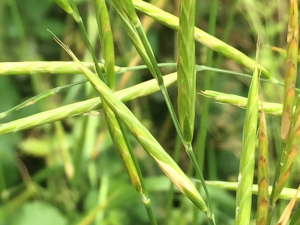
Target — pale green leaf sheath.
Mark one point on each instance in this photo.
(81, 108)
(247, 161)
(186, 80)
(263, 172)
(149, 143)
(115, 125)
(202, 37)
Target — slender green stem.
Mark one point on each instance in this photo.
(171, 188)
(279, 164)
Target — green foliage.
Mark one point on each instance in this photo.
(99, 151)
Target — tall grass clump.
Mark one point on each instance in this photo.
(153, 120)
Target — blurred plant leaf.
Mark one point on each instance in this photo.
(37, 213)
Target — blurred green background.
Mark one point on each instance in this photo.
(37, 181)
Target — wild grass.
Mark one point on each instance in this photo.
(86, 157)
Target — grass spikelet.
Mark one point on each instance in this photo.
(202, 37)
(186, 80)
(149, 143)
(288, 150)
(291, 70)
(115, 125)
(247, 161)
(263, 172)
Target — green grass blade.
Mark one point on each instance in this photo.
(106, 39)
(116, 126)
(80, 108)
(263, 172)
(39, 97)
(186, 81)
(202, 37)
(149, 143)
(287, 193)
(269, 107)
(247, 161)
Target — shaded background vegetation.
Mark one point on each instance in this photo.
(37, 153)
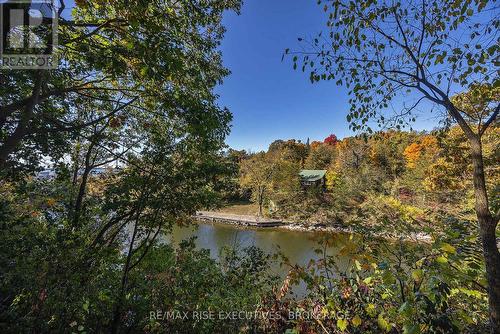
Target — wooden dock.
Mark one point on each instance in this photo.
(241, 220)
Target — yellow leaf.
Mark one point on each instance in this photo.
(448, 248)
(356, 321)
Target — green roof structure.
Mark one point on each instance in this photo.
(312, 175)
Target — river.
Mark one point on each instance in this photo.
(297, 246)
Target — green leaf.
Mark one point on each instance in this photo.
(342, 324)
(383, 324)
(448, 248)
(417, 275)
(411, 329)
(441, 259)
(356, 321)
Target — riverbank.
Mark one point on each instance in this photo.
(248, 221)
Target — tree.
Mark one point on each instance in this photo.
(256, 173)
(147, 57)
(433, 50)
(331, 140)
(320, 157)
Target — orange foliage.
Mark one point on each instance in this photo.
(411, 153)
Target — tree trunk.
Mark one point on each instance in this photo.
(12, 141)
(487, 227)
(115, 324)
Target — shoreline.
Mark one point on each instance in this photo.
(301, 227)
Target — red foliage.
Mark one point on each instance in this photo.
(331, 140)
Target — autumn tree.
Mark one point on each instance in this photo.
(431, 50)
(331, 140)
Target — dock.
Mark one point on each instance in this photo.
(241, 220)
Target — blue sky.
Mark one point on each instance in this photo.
+ + +
Return every line above word for word, but leave the pictures out.

Target — pale green leaf sheath.
Mark one point on each instance in this photo.
(81, 108)
(247, 161)
(186, 80)
(263, 172)
(149, 143)
(115, 125)
(202, 37)
Target — slender green stem.
Mark one point on each instance in this photo.
(171, 188)
(279, 164)
Target — green foliage.
Mark one point on each instance in this photo.
(99, 151)
Target — tall grass clump.
Mark one point on each instance in this photo.
(153, 120)
Target — blurred plant leaf.
Mark one point on each instance in this photo.
(37, 213)
Target — blurred green background.
Mark one point on each instance in this photo.
(37, 181)
Target — wild grass.
Mark one point on each instance in this photo.
(86, 157)
Target — grass spikelet.
Mark one point on each instance in this photo.
(202, 37)
(186, 80)
(149, 143)
(288, 150)
(291, 70)
(115, 125)
(247, 161)
(263, 172)
Target — green grass blade.
Mark one point on each instance in this photo.
(106, 39)
(116, 126)
(80, 108)
(263, 172)
(39, 97)
(186, 81)
(202, 37)
(149, 143)
(287, 193)
(269, 107)
(247, 161)
Target — shaded background vegetation.
Mark one point on each instance in this photo.
(37, 153)
Target — wooden dock.
Mark one point on each instance in this photo.
(241, 220)
Target — yellow leaf.
Mark one point on each instance in this photo.
(448, 248)
(356, 321)
Target — green roof structure.
Mark one point on each instance in this photo.
(312, 175)
Target — river.
Mark one point on each instance in this photo.
(297, 246)
Target — green leaf.
Mark one point on each instance in this photo.
(342, 324)
(383, 324)
(448, 248)
(417, 275)
(411, 329)
(441, 259)
(356, 321)
Target — riverbank.
Mark one point on each instance in this photo.
(248, 221)
Target — tree.
Mark one point on each instance in this photo.
(256, 173)
(147, 57)
(433, 50)
(331, 140)
(320, 157)
Target — orange foliage.
Mark one point on each instance in this photo.
(411, 153)
Target — tree trunk.
Mark one point on each instance in this photo.
(12, 141)
(487, 227)
(115, 324)
Target — shoreline.
Mark one point on each instance in this photo.
(301, 227)
Target — red foliage.
Mark one point on each instance in this photo.
(331, 140)
Target — autumn tree.
Mark one point on each instance in this photo.
(431, 50)
(331, 140)
Target — dock.
Mark one point on each instance in this photo.
(241, 220)
Target — blue sky.
Mark one point on each instance in this photo.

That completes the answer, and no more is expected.